POLYA036:  (2003 Putnam B-Problems, 12/6/03).

[Putnam 2003:B1] Do there exist polynomials a(x), b(x), c(y), d(y) such that 1+xy+x^2y^2 = a(x)c(y)+b(x)d(y) holds identically?

[Putnam 2003:B2] Let n be a positive integer. Start with the sequence 1, 1/2, 1/3, ..., 1/n, form a new sequence of n-1 entries 3/4, 5/12, ..., (2n-1)/(2n(n-1)), by taking the average of two consecutive entries in the first sequence. Repeat the averaging of neighbors on the second sequence to obtain a third sequence of n-2 entries and continue unitl the final sequence produced consists of a single number x_n. Show that x_n < 2/n.

[Putnam 2003:B3] Show that for each positive integer n,  n! = Product_{i=1}^n lcm(1,2,..., [n/i]).
Here, lcm denotes the least common multiple, and [x] denotes the greatest integer <= x).

++++

Instructions ->
1) Summarize the Putnam problem set in two sentences.
2) In the listing, from its first line up to and including the line with "134), (501, 162)]", swap every "girl's face" for "woman's face" and leave everything else as it is.

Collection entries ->
++++

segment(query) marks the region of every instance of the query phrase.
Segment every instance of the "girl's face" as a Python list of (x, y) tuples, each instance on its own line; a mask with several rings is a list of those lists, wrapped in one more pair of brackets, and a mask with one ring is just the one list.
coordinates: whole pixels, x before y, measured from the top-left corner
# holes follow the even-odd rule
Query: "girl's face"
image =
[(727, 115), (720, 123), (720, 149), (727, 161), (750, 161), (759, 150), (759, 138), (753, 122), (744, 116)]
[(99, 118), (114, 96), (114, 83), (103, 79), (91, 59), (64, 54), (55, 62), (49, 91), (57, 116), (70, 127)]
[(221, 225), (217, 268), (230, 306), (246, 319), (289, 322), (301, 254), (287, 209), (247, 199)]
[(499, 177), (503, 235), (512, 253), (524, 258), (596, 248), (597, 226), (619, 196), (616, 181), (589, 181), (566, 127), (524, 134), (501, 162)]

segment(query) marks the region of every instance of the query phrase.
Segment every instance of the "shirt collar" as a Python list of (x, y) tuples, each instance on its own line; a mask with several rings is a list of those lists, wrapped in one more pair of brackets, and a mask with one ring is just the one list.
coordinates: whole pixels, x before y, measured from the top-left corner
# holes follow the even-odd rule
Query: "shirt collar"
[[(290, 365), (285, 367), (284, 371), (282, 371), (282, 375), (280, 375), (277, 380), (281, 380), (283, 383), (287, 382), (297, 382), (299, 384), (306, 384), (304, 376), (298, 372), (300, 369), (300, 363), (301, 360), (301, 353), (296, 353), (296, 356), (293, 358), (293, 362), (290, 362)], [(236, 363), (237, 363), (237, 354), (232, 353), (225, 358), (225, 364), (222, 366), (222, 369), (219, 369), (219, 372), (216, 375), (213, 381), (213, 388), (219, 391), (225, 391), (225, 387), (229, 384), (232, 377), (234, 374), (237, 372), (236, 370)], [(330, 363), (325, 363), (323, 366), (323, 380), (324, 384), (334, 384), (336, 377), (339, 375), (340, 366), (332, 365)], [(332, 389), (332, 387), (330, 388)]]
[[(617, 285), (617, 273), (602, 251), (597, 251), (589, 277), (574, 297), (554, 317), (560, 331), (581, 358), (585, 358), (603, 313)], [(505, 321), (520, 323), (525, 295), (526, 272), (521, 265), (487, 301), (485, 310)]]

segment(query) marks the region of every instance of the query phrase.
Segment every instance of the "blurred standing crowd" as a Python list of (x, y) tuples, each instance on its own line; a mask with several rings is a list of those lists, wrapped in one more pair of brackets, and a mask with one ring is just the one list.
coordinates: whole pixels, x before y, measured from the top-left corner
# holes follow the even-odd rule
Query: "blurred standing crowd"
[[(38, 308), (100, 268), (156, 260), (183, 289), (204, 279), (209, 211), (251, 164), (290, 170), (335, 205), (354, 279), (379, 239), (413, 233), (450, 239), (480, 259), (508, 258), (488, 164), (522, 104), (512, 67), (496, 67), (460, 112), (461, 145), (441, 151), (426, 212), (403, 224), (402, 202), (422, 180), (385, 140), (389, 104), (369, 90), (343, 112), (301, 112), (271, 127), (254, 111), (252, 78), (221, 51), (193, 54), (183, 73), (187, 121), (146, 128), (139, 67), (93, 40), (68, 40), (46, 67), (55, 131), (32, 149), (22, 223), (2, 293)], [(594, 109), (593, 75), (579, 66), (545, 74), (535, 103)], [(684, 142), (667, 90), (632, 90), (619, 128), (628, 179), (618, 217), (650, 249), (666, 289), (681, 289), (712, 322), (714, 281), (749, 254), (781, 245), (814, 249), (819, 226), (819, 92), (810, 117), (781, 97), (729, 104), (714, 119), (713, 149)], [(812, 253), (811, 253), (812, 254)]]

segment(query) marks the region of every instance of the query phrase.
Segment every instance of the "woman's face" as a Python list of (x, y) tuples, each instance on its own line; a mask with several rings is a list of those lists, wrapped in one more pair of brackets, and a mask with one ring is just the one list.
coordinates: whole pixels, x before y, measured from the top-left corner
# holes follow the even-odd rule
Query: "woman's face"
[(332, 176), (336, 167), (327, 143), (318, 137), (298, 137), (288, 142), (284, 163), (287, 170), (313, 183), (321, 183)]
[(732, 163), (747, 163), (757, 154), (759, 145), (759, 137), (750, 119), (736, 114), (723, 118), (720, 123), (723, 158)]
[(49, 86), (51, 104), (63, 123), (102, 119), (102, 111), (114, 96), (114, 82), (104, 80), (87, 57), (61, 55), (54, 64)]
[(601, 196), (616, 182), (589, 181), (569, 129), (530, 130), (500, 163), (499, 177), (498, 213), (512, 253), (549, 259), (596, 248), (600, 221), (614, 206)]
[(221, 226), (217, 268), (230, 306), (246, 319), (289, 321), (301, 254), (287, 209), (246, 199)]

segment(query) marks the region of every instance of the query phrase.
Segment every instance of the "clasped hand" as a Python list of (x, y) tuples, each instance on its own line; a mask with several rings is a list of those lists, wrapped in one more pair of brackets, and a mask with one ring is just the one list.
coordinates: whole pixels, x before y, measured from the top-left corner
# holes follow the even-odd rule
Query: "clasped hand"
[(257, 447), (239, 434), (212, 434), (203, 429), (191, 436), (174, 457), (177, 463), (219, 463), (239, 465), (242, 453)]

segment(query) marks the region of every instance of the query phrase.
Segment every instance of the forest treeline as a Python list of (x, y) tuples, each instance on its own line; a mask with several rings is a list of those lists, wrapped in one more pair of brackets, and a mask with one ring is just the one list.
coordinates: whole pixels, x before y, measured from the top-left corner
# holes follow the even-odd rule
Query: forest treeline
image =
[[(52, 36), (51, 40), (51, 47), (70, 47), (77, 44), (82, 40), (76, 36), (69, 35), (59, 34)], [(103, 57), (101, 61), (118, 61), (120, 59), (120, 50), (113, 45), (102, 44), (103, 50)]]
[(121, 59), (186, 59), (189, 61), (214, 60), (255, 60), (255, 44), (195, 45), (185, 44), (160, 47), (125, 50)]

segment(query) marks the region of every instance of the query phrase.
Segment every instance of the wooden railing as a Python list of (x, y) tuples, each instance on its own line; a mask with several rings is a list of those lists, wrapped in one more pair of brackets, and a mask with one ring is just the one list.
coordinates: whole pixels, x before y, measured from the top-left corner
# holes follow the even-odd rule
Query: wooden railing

++++

Per-task outputs ->
1) The text gives three B-problems from the 2003 Putnam, dated 12/6/03. They ask whether polynomials a(x), b(x), c(y), d(y) exist with 1+xy+x^2y^2 = a(x)c(y)+b(x)d(y) identically, ask to show that the single number x_n left after repeatedly averaging neighboring entries of 1, 1/2, ..., 1/n is less than 2/n, and ask to show that n! equals the product over i from 1 to n of lcm(1, 2, ..., [n/i]).

2)
segment(query) marks the region of every instance of the query phrase.
Segment every instance of the "woman's face" as a Python list of (x, y) tuples, each instance on its own line; a mask with several rings is a list of those lists, wrapped in one more pair of brackets, and a mask with one ring is just the one list.
coordinates: whole pixels, x before y, measured from the top-left corner
# holes follow the even-odd rule
Query: "woman's face"
image =
[(727, 115), (720, 123), (720, 149), (727, 161), (750, 161), (759, 150), (759, 138), (753, 122), (744, 116)]
[(99, 118), (114, 96), (114, 83), (103, 79), (91, 59), (64, 54), (55, 62), (49, 91), (57, 116), (70, 127)]
[(221, 225), (217, 268), (230, 306), (246, 319), (289, 322), (301, 254), (287, 209), (247, 199)]
[(499, 177), (503, 235), (512, 253), (524, 258), (596, 248), (597, 226), (619, 196), (616, 181), (589, 181), (566, 127), (524, 134), (501, 162)]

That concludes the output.